**WHAT THE TASK REQUIRES:**
Copy every line of the items below that contains the string "positive". Case counts.

**DATASET CONTENT:**
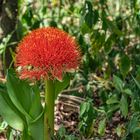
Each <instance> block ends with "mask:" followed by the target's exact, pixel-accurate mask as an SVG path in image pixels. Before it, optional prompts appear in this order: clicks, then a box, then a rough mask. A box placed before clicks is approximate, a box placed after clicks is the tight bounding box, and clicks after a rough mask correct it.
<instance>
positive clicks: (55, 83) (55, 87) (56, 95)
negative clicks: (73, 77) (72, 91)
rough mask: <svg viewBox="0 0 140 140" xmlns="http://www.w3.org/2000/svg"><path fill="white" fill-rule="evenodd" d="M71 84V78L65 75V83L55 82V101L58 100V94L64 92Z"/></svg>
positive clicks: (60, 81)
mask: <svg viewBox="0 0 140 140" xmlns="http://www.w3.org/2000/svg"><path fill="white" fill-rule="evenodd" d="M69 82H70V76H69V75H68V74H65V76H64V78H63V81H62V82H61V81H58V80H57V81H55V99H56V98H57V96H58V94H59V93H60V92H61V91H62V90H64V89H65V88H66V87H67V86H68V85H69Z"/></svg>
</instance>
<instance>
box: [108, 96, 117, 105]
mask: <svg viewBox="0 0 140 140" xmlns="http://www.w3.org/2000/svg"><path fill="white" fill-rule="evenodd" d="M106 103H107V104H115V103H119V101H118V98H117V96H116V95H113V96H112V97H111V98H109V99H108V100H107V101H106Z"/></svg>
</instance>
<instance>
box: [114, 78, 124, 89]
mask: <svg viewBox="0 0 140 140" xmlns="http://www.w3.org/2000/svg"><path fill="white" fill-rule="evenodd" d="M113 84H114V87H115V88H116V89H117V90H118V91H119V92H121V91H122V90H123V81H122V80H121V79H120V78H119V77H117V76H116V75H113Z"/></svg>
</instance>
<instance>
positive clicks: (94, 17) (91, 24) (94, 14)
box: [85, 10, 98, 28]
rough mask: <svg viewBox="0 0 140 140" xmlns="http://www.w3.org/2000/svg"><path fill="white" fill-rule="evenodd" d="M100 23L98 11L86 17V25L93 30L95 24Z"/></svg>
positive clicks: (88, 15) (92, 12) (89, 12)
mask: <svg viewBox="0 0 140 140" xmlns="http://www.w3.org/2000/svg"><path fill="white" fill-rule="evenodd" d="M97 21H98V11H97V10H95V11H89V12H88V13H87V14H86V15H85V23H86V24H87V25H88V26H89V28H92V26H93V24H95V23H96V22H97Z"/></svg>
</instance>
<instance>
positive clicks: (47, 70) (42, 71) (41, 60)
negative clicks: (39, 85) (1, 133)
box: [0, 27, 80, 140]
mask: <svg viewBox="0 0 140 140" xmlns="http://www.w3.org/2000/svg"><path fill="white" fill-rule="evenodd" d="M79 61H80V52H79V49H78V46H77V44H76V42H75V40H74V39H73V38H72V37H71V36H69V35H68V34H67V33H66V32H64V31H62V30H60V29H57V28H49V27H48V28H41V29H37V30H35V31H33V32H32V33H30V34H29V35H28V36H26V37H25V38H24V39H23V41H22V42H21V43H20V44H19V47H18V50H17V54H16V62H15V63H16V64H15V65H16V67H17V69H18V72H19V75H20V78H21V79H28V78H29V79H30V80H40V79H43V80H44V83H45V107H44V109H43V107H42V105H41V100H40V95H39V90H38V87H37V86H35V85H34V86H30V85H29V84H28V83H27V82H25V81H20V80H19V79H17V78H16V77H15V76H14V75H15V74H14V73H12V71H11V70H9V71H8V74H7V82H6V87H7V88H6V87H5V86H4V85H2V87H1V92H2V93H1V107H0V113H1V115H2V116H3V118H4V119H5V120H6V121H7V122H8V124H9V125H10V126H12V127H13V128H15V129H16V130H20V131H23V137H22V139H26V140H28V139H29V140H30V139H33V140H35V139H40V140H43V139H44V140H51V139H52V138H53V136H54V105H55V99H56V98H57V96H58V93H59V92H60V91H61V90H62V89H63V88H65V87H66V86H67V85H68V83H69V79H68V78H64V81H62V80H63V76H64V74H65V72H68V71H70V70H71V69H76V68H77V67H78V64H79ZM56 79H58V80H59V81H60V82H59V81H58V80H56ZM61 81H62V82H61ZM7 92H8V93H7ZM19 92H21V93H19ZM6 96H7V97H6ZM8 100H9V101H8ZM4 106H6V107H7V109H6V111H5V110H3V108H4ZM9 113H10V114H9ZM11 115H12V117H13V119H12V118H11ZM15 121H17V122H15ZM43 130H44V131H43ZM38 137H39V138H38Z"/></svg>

...

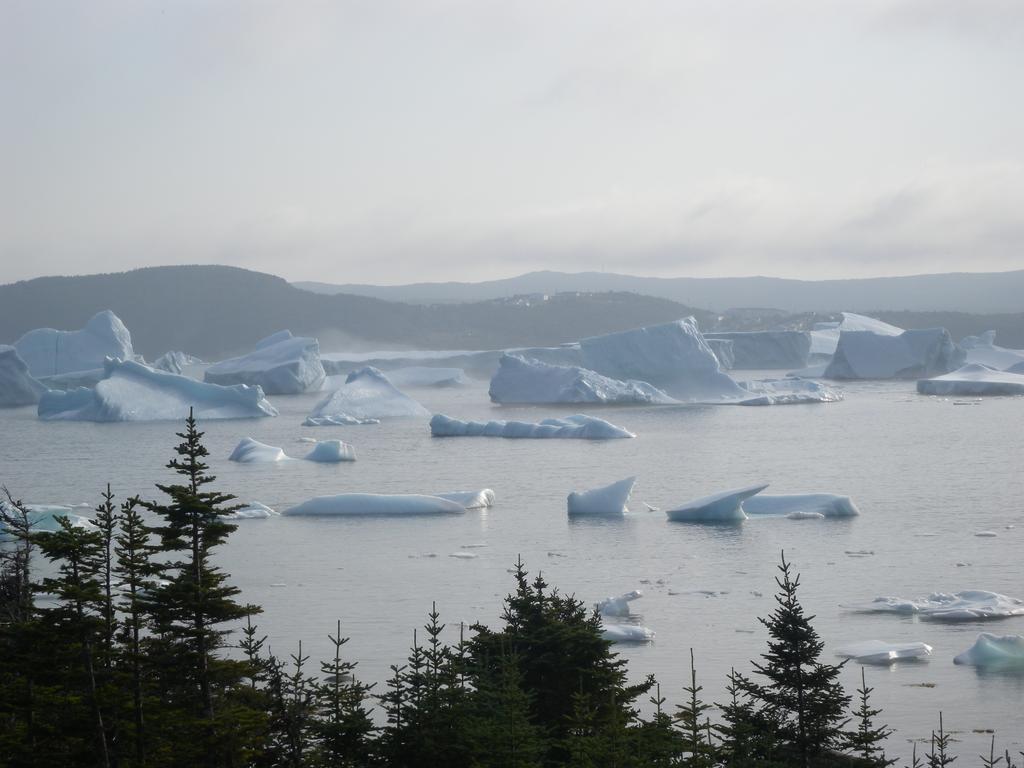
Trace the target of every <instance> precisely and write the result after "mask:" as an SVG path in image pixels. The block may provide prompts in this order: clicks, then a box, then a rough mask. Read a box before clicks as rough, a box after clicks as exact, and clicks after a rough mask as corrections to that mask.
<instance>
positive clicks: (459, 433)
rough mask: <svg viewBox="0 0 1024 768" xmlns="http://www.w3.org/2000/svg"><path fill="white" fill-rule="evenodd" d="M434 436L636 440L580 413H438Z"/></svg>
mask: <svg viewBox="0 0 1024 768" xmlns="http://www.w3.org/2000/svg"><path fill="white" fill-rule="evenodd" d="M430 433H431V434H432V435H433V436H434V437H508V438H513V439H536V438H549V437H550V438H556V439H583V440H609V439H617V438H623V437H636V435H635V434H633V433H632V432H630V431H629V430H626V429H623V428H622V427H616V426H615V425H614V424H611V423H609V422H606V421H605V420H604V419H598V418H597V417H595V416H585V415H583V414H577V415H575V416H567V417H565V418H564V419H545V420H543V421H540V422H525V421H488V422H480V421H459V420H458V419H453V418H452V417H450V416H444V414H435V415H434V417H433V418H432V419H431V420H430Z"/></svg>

**EXPECTED ANSWER:**
positive clicks: (55, 83) (55, 87) (56, 95)
positive clicks: (60, 81)
positive clicks: (94, 17) (91, 24) (94, 14)
positive clicks: (88, 15) (92, 12) (89, 12)
positive clicks: (47, 70) (42, 71) (41, 60)
positive clicks: (459, 433)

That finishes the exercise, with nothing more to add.